◆ WHAT IS EXPECTED
Here the job is to copy the data exactly and to exclude every image from it.

◆ INPUT DATA
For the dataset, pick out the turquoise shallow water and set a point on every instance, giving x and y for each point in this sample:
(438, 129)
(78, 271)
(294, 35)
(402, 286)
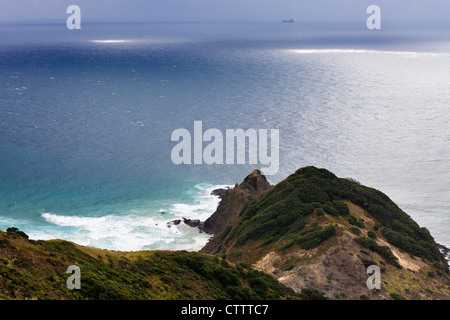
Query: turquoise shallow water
(86, 120)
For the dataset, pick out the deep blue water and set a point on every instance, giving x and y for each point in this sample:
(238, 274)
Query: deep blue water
(86, 119)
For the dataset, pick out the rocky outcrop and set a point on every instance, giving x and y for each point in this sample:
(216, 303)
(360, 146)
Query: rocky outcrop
(318, 232)
(233, 200)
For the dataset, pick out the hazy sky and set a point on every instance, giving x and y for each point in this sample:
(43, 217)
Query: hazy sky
(224, 10)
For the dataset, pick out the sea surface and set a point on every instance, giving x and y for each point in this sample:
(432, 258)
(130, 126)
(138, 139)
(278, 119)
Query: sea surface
(86, 118)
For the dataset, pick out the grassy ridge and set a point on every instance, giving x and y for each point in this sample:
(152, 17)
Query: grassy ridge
(37, 270)
(282, 211)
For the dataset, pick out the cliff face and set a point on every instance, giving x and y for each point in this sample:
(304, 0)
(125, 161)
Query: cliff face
(233, 200)
(316, 231)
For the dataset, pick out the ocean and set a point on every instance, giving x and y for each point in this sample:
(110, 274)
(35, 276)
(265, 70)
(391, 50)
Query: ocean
(86, 118)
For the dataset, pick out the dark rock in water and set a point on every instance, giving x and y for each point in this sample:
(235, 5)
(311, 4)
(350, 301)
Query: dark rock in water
(219, 192)
(173, 222)
(195, 223)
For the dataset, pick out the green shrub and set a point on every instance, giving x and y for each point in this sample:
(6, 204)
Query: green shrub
(355, 230)
(372, 235)
(396, 296)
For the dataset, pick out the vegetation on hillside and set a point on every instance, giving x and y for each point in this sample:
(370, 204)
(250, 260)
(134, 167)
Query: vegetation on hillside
(37, 270)
(282, 212)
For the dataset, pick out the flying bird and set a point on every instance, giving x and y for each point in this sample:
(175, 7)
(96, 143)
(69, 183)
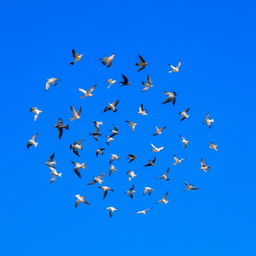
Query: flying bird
(50, 81)
(108, 60)
(175, 68)
(76, 57)
(80, 199)
(60, 126)
(76, 114)
(111, 106)
(36, 112)
(76, 146)
(32, 141)
(77, 168)
(142, 64)
(87, 93)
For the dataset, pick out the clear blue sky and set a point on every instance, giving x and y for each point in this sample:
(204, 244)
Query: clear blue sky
(216, 43)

◆ OUTPUT OF THE EXERCISE
For the dataset, pick out the turquoise shallow water and set a point on every instance, giving x and y for each point in this sample:
(438, 129)
(78, 271)
(294, 35)
(402, 286)
Query: turquoise shallow water
(86, 120)
For the dataset, pick out the deep blue water and set a point on every instance, giving x and y for each point in this sample:
(238, 274)
Query: deep blue water
(86, 119)
For the dataset, pick out the rocky outcrop and set a point on every instance, giving x and y for each point in this sample:
(216, 303)
(360, 146)
Query: rocky outcrop
(318, 232)
(233, 200)
For the dataset, pick out the hazy sky and set a point on every instance, giving x and y for each point in this sample:
(43, 217)
Query: hazy sky
(224, 10)
For the dataset, pick out the sea surface and set a point on every instance, giving x and y for each point in this sample:
(432, 258)
(130, 126)
(138, 139)
(278, 119)
Query: sea surface
(86, 118)
For the dataset, pick out the grassy ridge and set a point on every instance, giving x and y for each point in this sample:
(152, 17)
Query: grassy ridge
(37, 270)
(282, 211)
For the dataset, pick out the cliff face and set a point on every instance, giving x and y for each point in this sample:
(304, 0)
(125, 161)
Query: cliff face
(233, 200)
(316, 231)
For the dataset, pick out the ocean and set a point on every instance, giving x and y for each point in this sample:
(110, 274)
(35, 276)
(265, 70)
(391, 50)
Query: ocean
(86, 118)
For the dataset, pick out the dark rock in water and set a point on every instance, giving x and y for each point in this sample:
(235, 5)
(311, 4)
(350, 301)
Query: dark rock in water
(219, 192)
(173, 222)
(195, 223)
For the dataset, pick out the green shrub and set a point on every instance, giving x and y for each point in this sample:
(6, 204)
Query: green shrub
(355, 230)
(372, 235)
(396, 296)
For the dataset, pick out the vegetation on hillside and set a point on every instance, giving x and y for each point in this sample:
(370, 204)
(250, 260)
(134, 167)
Query: vegetation on hillside
(37, 270)
(282, 212)
For the dataset, pick out the flying bird and set a point on every instance, giving x and y for each point in this sample:
(175, 7)
(96, 143)
(69, 183)
Query: flying bird
(50, 81)
(108, 60)
(175, 68)
(76, 57)
(80, 199)
(60, 126)
(76, 114)
(111, 106)
(36, 112)
(76, 146)
(32, 141)
(77, 168)
(142, 64)
(87, 93)
For the dataset, pick out the clear blue sky and set a point on every instance, giving x and y for each point in this sample:
(204, 244)
Query: clear blue sky
(216, 43)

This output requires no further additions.